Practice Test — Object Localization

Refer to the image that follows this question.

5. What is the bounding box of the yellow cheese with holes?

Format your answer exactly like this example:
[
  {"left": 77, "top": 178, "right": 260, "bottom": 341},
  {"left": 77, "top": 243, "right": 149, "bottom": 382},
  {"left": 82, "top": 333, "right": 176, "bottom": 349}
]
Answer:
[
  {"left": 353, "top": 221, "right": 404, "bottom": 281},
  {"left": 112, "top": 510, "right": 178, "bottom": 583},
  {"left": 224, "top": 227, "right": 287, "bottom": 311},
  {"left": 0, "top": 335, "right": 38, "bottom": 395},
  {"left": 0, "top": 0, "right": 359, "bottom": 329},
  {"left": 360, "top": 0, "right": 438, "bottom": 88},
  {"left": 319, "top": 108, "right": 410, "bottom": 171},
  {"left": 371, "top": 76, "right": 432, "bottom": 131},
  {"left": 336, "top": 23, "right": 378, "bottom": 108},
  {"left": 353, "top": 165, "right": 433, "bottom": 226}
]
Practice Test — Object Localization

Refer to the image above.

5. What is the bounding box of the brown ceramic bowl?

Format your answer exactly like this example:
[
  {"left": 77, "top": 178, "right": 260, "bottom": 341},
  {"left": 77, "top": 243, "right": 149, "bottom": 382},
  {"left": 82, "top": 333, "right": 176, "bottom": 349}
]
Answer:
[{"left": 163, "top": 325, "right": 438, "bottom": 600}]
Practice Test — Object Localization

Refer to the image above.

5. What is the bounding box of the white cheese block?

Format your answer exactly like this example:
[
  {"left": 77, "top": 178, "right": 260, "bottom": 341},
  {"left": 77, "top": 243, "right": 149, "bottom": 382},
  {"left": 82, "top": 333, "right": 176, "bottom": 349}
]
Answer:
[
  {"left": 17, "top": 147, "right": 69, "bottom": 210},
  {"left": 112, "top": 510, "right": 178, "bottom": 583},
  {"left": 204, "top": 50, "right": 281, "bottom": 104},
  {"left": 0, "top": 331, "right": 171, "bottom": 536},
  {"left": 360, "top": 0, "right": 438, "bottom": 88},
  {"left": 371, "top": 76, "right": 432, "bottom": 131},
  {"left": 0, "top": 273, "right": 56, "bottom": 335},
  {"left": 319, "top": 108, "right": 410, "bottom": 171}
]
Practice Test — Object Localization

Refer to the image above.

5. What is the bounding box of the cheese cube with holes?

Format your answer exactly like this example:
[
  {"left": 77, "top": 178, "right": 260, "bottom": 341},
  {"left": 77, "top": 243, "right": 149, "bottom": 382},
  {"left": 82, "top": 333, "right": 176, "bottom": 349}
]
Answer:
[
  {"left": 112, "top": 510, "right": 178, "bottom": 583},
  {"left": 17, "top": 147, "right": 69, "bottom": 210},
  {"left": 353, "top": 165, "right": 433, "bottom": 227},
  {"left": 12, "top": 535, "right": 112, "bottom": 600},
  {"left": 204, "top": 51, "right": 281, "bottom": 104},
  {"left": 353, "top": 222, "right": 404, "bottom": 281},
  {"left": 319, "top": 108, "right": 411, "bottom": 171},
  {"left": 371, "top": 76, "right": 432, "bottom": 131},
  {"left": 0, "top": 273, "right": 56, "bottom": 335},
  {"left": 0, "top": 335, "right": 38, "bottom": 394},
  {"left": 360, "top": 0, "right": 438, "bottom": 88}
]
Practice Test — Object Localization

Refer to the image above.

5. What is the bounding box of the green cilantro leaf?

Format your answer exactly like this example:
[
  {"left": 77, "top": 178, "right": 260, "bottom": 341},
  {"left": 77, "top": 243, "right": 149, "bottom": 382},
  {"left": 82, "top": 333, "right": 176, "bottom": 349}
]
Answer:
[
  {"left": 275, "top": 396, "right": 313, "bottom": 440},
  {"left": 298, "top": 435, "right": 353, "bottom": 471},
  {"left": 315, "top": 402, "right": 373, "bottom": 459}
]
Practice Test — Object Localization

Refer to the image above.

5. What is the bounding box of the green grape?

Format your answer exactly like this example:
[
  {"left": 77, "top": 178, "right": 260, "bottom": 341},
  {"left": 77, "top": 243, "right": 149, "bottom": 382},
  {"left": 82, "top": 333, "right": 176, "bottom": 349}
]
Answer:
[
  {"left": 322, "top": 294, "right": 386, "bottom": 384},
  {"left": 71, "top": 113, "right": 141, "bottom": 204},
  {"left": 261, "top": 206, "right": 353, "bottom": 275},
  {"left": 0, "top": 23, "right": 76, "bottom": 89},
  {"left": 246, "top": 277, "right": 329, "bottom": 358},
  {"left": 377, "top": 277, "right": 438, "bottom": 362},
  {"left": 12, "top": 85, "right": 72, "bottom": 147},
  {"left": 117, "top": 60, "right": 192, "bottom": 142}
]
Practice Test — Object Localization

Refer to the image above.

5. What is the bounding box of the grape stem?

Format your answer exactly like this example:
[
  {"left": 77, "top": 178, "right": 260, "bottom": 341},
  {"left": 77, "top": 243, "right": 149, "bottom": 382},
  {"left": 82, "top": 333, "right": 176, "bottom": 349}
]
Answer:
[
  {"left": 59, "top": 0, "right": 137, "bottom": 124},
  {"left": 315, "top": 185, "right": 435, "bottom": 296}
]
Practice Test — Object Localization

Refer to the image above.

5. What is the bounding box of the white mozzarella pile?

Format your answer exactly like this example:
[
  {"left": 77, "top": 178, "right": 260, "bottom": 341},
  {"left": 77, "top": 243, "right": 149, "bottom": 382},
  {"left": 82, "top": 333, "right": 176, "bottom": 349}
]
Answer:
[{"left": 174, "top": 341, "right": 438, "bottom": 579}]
•••
- _GIVEN TASK_: Gather every line of the data above that contains the word "What".

- _SOLUTION_:
5. What is the bounding box of the yellow cheese with holes?
5. What is the bounding box of the brown ceramic bowl?
5. What is the bounding box of the white cheese block?
5. What is the bounding box of the cheese cube with holes?
5. What is the bounding box of the green cilantro leaf?
5. What is the bounding box of the green grape?
5. What is the bounding box of the grape stem?
5. What is the bounding box of the white mozzarella pile?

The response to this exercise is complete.